==== Items

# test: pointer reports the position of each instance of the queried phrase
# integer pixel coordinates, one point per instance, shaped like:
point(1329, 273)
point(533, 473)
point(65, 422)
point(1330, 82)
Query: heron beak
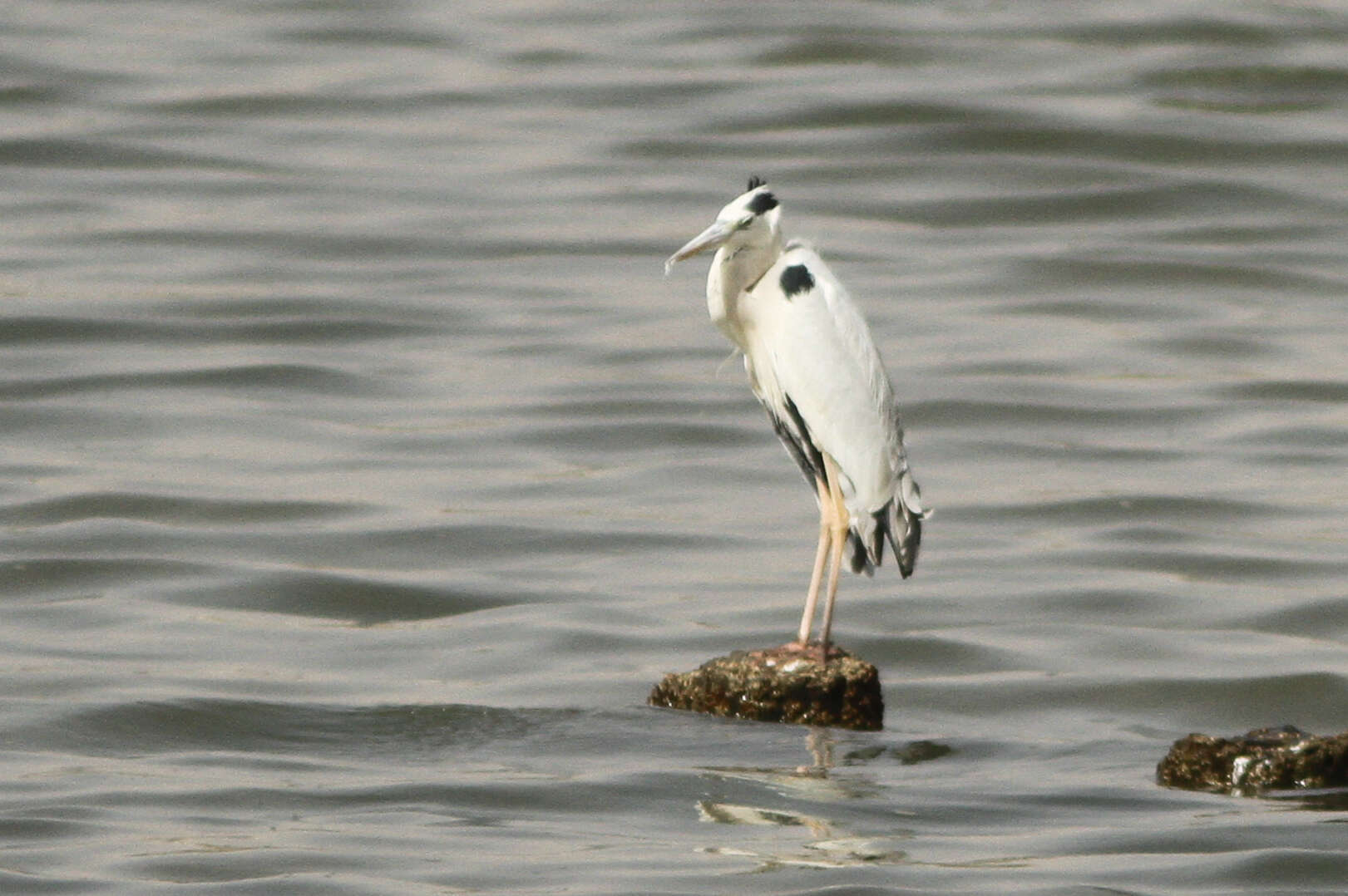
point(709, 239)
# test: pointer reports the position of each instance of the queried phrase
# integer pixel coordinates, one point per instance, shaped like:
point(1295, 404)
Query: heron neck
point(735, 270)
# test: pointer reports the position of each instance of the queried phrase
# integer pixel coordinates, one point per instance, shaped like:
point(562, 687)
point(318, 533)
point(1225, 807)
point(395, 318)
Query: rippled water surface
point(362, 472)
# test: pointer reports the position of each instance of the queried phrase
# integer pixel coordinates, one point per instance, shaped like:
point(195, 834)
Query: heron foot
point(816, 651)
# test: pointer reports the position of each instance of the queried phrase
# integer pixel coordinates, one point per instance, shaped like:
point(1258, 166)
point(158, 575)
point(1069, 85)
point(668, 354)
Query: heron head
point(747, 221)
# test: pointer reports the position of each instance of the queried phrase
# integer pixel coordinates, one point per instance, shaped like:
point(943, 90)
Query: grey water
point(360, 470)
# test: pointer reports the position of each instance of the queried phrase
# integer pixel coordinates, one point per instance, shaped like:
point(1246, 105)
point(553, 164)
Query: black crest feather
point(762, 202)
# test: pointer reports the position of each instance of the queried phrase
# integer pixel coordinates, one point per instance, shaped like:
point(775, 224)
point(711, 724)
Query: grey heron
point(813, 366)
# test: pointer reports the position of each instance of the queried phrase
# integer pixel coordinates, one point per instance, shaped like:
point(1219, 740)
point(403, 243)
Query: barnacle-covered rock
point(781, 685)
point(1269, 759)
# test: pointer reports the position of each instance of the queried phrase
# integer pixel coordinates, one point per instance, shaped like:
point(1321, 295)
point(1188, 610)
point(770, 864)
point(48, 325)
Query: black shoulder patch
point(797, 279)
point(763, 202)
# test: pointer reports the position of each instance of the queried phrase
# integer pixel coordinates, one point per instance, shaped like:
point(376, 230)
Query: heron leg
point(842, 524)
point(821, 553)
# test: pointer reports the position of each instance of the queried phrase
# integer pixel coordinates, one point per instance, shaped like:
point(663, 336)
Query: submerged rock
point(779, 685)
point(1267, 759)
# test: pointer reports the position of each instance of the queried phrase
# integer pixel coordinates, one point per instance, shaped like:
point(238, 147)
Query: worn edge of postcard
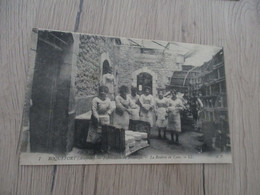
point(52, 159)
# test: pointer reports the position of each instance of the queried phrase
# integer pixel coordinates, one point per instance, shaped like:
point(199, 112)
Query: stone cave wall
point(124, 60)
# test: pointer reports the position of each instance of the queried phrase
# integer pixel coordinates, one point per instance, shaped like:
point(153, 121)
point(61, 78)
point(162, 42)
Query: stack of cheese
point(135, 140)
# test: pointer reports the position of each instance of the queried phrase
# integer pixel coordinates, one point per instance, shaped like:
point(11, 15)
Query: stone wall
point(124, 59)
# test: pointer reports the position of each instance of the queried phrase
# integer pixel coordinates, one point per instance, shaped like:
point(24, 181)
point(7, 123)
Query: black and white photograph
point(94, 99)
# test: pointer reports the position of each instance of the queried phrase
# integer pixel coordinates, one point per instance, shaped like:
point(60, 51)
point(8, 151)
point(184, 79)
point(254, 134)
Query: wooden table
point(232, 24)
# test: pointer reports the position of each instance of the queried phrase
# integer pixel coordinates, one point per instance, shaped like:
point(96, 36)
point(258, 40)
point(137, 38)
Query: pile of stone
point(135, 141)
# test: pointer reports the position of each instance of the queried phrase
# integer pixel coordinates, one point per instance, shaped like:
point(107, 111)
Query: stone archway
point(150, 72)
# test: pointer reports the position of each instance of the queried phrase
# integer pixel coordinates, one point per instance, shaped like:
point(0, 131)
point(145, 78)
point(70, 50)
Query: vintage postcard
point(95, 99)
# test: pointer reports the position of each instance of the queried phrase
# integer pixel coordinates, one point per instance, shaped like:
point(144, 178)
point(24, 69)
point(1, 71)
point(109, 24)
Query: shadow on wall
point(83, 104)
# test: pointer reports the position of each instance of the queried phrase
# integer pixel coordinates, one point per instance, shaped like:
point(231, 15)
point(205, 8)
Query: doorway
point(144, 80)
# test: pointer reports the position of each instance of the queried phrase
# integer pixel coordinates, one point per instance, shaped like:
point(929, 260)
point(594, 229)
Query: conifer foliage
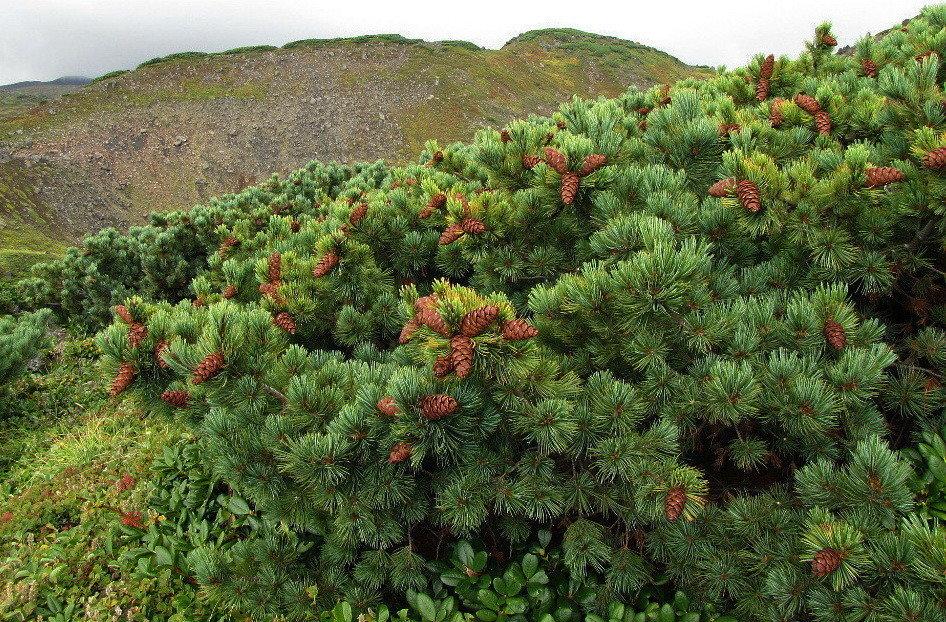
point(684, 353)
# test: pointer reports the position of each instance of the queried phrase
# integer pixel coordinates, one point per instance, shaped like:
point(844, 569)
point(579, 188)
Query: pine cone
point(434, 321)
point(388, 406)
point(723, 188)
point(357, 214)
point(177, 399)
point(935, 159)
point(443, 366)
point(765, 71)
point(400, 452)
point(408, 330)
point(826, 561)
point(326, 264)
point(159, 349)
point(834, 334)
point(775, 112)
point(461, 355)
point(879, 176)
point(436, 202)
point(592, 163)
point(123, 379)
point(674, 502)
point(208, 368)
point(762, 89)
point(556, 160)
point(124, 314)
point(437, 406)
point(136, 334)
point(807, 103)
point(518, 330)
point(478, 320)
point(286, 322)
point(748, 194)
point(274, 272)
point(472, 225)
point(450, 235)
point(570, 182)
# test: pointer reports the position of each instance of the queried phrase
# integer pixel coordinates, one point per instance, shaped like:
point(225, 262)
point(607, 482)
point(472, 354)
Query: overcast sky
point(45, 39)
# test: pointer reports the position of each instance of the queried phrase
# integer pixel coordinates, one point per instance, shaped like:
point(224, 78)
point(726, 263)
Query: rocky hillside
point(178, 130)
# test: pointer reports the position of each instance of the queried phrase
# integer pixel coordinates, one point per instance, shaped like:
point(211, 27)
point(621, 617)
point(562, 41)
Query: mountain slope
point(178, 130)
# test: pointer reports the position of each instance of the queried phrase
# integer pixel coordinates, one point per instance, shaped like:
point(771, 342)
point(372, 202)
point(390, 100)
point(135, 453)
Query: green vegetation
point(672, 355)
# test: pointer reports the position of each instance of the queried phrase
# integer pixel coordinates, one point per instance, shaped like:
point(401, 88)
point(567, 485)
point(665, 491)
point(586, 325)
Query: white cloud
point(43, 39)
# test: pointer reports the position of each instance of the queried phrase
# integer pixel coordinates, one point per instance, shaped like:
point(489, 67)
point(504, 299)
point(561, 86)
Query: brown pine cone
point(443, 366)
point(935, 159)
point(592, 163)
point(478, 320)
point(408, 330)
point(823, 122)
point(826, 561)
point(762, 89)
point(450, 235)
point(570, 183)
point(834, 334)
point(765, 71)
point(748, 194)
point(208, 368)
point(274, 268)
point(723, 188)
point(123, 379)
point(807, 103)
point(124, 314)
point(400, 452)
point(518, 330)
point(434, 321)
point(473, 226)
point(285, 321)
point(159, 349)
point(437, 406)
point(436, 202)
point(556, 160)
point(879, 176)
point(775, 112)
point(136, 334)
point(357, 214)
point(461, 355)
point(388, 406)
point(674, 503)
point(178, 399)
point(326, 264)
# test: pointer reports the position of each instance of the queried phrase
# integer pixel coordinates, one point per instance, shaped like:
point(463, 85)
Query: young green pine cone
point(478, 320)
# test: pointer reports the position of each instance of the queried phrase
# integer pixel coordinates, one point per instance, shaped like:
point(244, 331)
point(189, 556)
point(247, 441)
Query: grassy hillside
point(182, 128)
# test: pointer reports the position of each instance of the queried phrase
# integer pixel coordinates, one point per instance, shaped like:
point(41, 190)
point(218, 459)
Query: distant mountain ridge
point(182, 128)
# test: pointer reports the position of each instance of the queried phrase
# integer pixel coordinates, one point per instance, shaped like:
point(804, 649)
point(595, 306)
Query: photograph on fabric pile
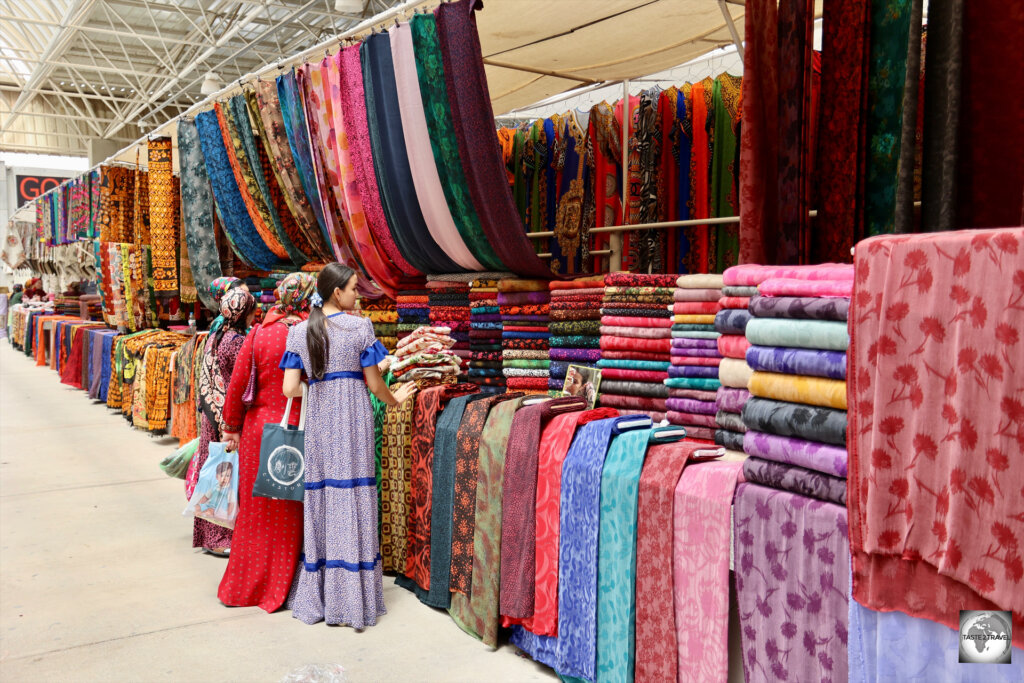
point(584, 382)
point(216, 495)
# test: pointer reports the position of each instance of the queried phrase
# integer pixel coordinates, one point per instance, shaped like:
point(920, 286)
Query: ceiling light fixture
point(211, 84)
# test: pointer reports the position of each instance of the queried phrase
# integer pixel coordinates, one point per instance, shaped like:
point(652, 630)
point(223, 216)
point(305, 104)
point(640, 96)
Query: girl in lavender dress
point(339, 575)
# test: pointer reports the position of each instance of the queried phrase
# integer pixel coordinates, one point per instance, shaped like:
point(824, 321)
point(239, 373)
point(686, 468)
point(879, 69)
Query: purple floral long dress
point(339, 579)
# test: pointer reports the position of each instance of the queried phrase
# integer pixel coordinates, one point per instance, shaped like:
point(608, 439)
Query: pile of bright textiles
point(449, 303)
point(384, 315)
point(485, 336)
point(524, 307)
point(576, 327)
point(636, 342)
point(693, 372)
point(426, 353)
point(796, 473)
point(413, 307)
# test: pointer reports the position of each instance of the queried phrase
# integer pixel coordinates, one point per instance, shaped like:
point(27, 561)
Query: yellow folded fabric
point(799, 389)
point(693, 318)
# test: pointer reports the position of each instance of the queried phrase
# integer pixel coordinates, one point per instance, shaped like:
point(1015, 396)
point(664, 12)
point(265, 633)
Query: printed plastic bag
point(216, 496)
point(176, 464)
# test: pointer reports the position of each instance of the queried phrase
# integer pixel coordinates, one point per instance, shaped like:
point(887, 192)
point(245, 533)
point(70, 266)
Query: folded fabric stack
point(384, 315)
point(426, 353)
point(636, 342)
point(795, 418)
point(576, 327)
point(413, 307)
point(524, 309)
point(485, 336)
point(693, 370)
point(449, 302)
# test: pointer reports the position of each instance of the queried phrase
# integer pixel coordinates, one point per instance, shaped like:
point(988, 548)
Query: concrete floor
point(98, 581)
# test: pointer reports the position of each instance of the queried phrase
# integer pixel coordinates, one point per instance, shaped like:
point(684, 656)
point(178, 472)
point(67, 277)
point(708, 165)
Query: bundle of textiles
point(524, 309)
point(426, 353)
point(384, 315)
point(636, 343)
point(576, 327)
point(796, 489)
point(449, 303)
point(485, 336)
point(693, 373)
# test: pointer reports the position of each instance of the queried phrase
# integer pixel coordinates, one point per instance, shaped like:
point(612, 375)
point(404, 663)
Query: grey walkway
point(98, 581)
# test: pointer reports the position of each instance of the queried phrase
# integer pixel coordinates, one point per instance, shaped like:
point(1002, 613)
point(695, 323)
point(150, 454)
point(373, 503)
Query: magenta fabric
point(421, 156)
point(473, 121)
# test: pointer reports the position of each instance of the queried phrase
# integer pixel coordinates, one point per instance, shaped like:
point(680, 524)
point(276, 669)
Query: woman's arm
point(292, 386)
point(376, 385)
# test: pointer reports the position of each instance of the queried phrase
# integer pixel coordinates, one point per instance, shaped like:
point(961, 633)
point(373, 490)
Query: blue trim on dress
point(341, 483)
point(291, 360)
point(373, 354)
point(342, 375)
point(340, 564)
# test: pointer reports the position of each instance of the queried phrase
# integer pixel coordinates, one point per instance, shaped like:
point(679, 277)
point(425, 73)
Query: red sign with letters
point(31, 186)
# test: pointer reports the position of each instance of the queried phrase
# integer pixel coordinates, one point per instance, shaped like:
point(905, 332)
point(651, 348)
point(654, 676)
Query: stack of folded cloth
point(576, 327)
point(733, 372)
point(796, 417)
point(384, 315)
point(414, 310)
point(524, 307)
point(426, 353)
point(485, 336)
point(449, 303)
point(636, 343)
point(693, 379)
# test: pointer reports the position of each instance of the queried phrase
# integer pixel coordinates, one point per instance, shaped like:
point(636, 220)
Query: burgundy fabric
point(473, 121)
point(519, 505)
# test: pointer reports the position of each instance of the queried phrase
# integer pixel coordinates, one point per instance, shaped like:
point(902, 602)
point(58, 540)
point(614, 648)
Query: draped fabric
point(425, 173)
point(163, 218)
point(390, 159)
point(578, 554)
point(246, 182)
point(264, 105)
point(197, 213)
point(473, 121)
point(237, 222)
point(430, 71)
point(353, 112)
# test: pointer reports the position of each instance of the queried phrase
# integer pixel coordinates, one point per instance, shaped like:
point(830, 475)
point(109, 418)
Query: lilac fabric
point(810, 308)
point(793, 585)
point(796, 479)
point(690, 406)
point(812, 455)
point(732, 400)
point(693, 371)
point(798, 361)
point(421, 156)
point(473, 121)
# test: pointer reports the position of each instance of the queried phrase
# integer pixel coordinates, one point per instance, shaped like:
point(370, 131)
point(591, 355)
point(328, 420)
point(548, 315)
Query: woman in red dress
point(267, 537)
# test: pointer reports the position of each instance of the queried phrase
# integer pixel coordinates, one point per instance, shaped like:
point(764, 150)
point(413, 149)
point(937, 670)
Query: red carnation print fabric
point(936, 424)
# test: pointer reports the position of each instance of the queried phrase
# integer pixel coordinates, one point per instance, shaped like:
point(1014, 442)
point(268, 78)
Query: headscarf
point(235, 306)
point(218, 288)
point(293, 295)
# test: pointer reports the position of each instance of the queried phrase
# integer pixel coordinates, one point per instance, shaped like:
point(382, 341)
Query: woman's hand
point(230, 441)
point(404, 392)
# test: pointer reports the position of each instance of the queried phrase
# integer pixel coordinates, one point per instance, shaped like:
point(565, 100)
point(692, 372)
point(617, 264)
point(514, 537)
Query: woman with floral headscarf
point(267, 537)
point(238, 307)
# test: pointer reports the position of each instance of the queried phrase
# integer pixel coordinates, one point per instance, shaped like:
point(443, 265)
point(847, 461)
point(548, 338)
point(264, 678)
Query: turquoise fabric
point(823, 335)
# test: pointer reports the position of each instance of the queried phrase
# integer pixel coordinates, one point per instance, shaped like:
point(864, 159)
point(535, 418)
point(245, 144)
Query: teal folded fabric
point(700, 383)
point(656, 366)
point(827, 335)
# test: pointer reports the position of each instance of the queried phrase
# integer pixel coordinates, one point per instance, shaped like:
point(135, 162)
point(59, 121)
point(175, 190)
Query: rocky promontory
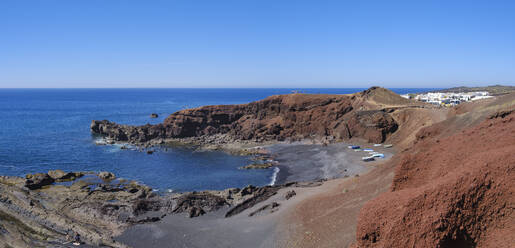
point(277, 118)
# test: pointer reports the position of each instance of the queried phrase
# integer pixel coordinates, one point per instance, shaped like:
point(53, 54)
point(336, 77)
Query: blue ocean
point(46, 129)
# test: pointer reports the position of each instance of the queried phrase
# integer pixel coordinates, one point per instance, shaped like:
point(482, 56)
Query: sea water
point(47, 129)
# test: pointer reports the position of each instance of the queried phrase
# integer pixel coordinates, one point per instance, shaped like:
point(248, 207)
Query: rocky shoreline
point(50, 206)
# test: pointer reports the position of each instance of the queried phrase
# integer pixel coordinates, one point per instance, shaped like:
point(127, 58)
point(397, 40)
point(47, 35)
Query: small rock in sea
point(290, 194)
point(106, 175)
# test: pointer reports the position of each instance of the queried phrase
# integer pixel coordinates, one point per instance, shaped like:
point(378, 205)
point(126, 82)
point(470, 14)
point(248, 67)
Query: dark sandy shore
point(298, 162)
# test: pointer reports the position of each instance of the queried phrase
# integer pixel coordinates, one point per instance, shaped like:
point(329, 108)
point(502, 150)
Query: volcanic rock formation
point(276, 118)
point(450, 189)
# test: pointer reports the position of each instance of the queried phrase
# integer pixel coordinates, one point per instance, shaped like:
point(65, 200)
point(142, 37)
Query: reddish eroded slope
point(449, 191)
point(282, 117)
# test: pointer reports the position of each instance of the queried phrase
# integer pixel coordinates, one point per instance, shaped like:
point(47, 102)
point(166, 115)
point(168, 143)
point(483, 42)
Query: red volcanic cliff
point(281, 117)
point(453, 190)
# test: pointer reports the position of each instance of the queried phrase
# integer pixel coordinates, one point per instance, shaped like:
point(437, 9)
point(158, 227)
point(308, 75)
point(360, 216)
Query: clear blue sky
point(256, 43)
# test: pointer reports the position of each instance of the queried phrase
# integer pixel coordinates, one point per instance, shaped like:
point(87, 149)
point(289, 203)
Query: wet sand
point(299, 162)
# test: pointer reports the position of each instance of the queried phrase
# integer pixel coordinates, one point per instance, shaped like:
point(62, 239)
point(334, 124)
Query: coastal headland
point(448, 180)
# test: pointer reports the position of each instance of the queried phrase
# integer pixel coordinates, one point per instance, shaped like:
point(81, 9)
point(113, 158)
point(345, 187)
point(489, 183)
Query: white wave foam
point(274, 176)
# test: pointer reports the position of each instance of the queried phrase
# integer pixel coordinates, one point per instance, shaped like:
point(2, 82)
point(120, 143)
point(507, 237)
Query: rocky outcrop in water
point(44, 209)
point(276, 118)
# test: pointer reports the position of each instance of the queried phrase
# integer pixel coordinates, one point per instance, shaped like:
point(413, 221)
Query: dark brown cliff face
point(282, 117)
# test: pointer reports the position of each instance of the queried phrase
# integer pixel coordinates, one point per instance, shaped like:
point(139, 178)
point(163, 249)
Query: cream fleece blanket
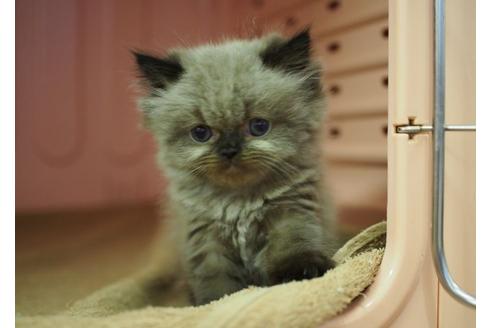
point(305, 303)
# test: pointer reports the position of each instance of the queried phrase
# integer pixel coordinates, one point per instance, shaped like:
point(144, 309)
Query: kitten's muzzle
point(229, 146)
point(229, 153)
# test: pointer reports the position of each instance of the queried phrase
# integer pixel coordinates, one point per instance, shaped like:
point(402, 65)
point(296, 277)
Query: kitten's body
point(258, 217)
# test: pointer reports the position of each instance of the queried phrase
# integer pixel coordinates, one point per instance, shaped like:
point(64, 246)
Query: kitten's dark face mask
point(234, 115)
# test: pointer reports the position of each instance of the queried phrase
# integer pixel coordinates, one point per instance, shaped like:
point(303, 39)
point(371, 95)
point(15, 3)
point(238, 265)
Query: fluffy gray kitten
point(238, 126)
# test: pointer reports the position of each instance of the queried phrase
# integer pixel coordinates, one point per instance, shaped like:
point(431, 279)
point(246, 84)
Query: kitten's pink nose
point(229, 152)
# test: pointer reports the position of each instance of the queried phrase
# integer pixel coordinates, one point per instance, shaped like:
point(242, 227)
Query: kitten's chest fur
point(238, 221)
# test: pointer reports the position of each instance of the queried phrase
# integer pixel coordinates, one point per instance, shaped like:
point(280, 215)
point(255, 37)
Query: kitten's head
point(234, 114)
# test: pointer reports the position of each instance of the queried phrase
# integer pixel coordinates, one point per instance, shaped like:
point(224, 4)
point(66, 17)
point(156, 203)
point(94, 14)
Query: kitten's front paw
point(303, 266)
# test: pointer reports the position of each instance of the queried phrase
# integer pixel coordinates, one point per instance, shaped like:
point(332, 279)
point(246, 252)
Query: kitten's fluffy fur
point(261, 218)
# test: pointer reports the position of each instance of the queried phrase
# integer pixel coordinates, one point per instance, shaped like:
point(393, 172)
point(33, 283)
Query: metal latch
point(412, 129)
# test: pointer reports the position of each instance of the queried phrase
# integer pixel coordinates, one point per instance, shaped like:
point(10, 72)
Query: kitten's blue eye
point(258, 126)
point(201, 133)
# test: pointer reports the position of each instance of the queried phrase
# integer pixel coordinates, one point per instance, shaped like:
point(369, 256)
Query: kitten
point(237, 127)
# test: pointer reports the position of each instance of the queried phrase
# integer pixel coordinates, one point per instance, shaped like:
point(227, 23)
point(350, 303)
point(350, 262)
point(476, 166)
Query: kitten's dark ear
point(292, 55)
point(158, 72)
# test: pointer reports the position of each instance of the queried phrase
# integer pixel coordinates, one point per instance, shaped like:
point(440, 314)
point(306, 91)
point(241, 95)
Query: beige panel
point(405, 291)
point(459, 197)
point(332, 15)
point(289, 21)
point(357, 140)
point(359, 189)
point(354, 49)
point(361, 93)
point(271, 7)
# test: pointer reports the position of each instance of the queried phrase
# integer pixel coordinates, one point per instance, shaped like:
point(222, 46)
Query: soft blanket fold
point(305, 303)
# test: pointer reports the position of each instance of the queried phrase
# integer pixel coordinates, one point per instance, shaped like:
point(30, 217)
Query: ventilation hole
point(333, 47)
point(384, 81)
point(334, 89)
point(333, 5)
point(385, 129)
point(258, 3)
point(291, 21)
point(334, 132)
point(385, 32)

========

● Short problem
Extract each line of the items above that contains the string "kitten", treating uppercase and lowercase letters as different.

● Task answer
Query: kitten's muzzle
Query: kitten's body
Query: kitten's dark face mask
Query: fluffy gray kitten
Query: kitten's pink nose
Query: kitten's chest fur
Query: kitten's head
Query: kitten's front paw
Query: kitten's fluffy fur
Query: kitten's blue eye
Query: kitten
Query: kitten's dark ear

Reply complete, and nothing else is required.